*Short problem A*: In the cathedral passage, what year appears after many of the chalk signatures?
*Short problem B*: Repeat part of the cathedral passage word for word: begin at the words "The chalk signatures" and stop after "people we know?".

*Text to read*:
The chalk signatures in this room teach a history lesson. The date 1950 has been scribbled after more than a few. Father promises that there are older ones, but we don’t see any. “Brother,” “Sister” and “Mother So-and-So” appear a few times, but not as often as you would think. Couples from the last four decades have signed: “Mary and Edward,” “Betty and Ronald,” “Jim and Christie.” I wonder whether they were married, college sweethearts, high schoolers? Who brought them here? What was the occasion? Are they people we know?
My husband, Brian, writes and dates his name on the wall. I follow suit.
“Come on, honey,” he says, “write thicker. This is for the ages.”
I do, then draw a heart and a cross next to us. Meanwhile, Father has unlocked the exit. We move out onto the roof.
Walker Percy once wrote, “If [a person] sees a movie which shows his very neighborhood, it becomes possible for him to live, for a time at least, as a person who is Somewhere and not Anywhere.” Seeing the neighborhood from a height—in miniature, as it were—has the same effect. Most of our group graduated from Saint Louis University; from here we could hold the campus in two cupped hands. There stands the Coronado, where so many people we know lived, just the size for a model-train layout. In the other direction, lamps and signs in the Central West End glimmer through the trees and the twilight.
All of midtown St. Louis appears transfigured: no longer a collection of disparate neighborhoods, an atmosphere that we swim in like a river, but a unified thing with a life of its own. We are out in the air; we can watch the surface glisten. Distance is a refresher course. It enables us to create a summary of all the reasons that we love what we love.
One after another, everyone tries to see the view. The wide balcony around the dome seems less sturdy than it is. We explore the roof and meet the cathedral’s three bells, each of which has been baptized with its own name.
Father leads us around to the east side of the roof and opens the gray door that leads to the final ascent.
“It’s going to get pretty stuffy,” he warns.

*Entries supplied*:
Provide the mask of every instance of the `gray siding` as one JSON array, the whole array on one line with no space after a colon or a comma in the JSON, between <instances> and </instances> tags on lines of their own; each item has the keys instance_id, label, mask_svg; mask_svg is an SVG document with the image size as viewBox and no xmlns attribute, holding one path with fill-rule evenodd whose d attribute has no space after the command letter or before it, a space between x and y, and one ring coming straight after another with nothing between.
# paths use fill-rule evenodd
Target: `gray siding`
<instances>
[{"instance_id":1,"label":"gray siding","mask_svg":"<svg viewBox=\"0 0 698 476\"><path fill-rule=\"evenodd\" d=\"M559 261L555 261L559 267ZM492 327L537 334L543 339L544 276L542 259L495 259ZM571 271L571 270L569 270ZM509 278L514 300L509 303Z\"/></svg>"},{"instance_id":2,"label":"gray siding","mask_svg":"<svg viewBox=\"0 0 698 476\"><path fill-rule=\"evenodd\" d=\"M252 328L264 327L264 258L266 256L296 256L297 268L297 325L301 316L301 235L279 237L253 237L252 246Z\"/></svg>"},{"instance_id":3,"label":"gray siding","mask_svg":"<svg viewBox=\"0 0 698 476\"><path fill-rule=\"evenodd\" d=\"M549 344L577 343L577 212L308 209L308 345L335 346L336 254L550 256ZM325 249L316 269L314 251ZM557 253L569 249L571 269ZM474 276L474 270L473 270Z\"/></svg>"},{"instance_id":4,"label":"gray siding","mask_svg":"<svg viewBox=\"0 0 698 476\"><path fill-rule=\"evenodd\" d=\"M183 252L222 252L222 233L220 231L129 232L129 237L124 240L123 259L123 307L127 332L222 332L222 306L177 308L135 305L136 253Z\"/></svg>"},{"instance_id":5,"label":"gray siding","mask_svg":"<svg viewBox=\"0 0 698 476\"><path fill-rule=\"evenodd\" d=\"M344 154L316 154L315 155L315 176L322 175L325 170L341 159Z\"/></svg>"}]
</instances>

*Written answer A*: 1950

*Written answer B*:
The chalk signatures in this room teach a history lesson. The date 1950 has been scribbled after more than a few. Father promises that there are older ones, but we don’t see any. “Brother,” “Sister” and “Mother So-and-So” appear a few times, but not as often as you would think. Couples from the last four decades have signed: “Mary and Edward,” “Betty and Ronald,” “Jim and Christie.” I wonder whether they were married, college sweethearts, high schoolers? Who brought them here? What was the occasion? Are they people we know?